» Records to use:
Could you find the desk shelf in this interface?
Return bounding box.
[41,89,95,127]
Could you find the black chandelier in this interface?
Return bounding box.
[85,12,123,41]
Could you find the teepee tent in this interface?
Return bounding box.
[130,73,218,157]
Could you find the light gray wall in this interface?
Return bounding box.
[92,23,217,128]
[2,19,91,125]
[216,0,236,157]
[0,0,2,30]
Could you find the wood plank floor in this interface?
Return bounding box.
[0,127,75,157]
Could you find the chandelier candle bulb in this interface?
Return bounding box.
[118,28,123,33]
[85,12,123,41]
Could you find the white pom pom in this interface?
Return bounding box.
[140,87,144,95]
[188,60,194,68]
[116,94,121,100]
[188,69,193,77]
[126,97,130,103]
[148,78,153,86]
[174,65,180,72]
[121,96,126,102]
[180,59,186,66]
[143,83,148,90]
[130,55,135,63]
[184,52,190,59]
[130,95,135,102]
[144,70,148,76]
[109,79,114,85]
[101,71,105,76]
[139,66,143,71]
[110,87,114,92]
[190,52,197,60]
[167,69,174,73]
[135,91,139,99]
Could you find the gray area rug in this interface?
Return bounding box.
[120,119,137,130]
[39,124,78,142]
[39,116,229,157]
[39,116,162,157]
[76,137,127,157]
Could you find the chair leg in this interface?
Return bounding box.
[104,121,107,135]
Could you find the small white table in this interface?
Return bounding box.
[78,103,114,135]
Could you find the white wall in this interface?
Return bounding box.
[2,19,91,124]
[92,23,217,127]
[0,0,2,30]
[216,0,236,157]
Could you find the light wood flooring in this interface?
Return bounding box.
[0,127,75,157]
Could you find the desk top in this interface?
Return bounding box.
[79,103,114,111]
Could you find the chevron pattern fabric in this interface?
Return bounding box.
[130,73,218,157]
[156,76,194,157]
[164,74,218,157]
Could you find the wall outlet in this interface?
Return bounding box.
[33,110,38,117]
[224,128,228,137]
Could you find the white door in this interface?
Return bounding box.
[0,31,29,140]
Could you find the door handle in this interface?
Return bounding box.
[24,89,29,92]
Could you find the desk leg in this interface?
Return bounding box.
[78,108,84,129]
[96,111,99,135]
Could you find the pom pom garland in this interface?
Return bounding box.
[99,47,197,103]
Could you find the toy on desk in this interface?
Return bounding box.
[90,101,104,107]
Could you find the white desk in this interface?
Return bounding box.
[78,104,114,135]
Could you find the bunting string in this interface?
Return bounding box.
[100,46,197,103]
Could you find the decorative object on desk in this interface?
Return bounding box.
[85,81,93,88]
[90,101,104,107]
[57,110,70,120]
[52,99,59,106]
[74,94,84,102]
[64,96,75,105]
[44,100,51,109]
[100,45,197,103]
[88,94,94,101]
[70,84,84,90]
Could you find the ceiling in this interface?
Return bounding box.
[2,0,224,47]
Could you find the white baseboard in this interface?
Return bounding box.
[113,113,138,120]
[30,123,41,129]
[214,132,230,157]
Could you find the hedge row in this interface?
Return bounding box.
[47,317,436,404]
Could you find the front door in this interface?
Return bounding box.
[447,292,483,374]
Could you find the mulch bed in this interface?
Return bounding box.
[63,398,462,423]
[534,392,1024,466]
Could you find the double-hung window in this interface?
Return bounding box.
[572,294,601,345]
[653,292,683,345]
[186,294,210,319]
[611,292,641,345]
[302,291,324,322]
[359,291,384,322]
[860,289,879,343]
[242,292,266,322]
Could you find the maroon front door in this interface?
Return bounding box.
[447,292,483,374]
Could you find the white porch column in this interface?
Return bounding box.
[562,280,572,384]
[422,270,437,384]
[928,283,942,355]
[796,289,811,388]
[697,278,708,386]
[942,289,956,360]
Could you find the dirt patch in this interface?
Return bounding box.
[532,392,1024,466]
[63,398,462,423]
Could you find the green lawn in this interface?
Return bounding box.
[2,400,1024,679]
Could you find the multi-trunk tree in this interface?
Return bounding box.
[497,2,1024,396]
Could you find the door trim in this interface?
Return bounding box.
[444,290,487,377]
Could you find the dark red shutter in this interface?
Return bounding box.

» What is asked: Repeat every one of the entries above word for word, with no changes.

» Response to the task:
Could you find the desk shelf in this interface?
Return bounding box.
[41,89,95,127]
Could you find the black chandelier in this interface?
Return bounding box.
[85,12,123,41]
Could you find the teepee tent in this interface?
Return bounding box.
[130,73,218,157]
Could you find the light gray wall in this interface?
Return bounding box.
[92,23,217,128]
[2,19,91,125]
[216,0,236,157]
[0,0,2,30]
Could you find the wood plank floor in this interface?
Return bounding box.
[0,127,75,157]
Could you find the chandelier candle bulb in this interface?
Return bounding box.
[118,28,123,33]
[85,12,123,41]
Could you find the white pom pom in this interface?
Return bounding box.
[140,87,144,95]
[188,60,194,68]
[116,94,121,100]
[188,69,193,77]
[126,97,130,103]
[148,78,153,86]
[174,65,180,72]
[121,96,126,102]
[180,59,186,66]
[143,83,148,90]
[130,55,135,63]
[184,52,190,59]
[130,95,135,102]
[144,70,148,76]
[109,79,114,85]
[101,71,105,76]
[139,66,143,71]
[110,87,114,92]
[190,52,197,60]
[167,69,174,73]
[135,91,139,99]
Could you find the gray area rug in this interface?
Return bounding box.
[120,119,137,130]
[39,124,78,142]
[39,116,229,157]
[39,116,162,157]
[76,137,127,157]
Could you find the chair leg in this interface?
Return bounding box.
[104,121,107,135]
Could you find the small white table in this interface?
Return bounding box.
[78,103,114,135]
Could you find the white wall in this interface?
Return bounding box.
[2,19,91,124]
[92,23,217,127]
[0,0,2,30]
[216,0,236,157]
Could you find the light wood flooring in this interface?
Return bounding box.
[0,127,75,157]
Could you find the desk top in this interface?
Return bounding box.
[79,103,114,111]
Could you find the chevron pattern fabric in this interface?
Return bounding box.
[130,73,218,157]
[156,76,194,157]
[164,74,218,157]
Could you find the wall outlet in this interface?
Return bounding box.
[33,110,38,117]
[224,128,228,137]
Could you find the white door in this interface?
Return bounding box.
[0,31,29,140]
Could you find the door handle in this interface?
Return bounding box.
[24,89,29,92]
Could you find the desk leg in this interface?
Return bounding box.
[78,108,84,129]
[96,111,99,135]
Could you find the pom pom garland in this interface?
Return bounding box.
[99,47,197,103]
Could you find the toy on desk in this interface?
Return bounding box.
[90,101,104,107]
Could you find the white desk in this interface?
Return bounding box.
[78,104,114,135]
Could you find the bunting string in this interface?
Return bounding box.
[100,46,197,103]
Could you find the decorative object on desk in this interface?
Return bounding box.
[85,81,93,88]
[90,101,104,107]
[57,110,70,120]
[52,99,59,106]
[74,94,84,102]
[64,96,75,105]
[44,100,51,109]
[100,45,197,103]
[88,94,94,101]
[70,84,84,90]
Could you find the ceiling in this interface?
Return bounding box.
[2,0,224,47]
Could you find the white baseboard in this interface?
Return bounding box.
[113,113,138,120]
[30,123,41,129]
[214,132,230,157]
Could you find the hedge row in this interface?
Return bounding box.
[47,317,436,404]
Could you find the front door in this interface?
Return bounding box.
[447,292,483,374]
Could you find the mulch bed in this interface?
Return bounding box.
[63,398,462,423]
[534,392,1024,466]
Could you find the double-hung window in this interface?
Return bounding box.
[572,294,601,345]
[653,292,683,345]
[186,294,210,319]
[611,292,641,345]
[302,291,324,322]
[359,291,384,322]
[860,289,879,343]
[242,292,266,322]
Could you find the maroon front door in this interface?
Return bounding box.
[447,292,483,374]
Could you find the white porch column in this interface?
Return bounding box.
[562,280,572,384]
[422,270,437,384]
[928,283,942,355]
[796,289,811,388]
[697,278,708,386]
[942,289,956,360]
Could you find the dirt patch in this interface?
Return bounding box.
[532,392,1024,466]
[63,398,462,423]
Could you find the green lawn in this interface?
Return bounding box.
[2,400,1024,679]
Could you find the multi-trunk tree in this interface?
Return bounding box.
[497,2,1024,396]
Could you find the door trim in this interface?
Return bounding box.
[444,290,487,377]
Could you find the dark red shutter in this interface?
Return bounding box.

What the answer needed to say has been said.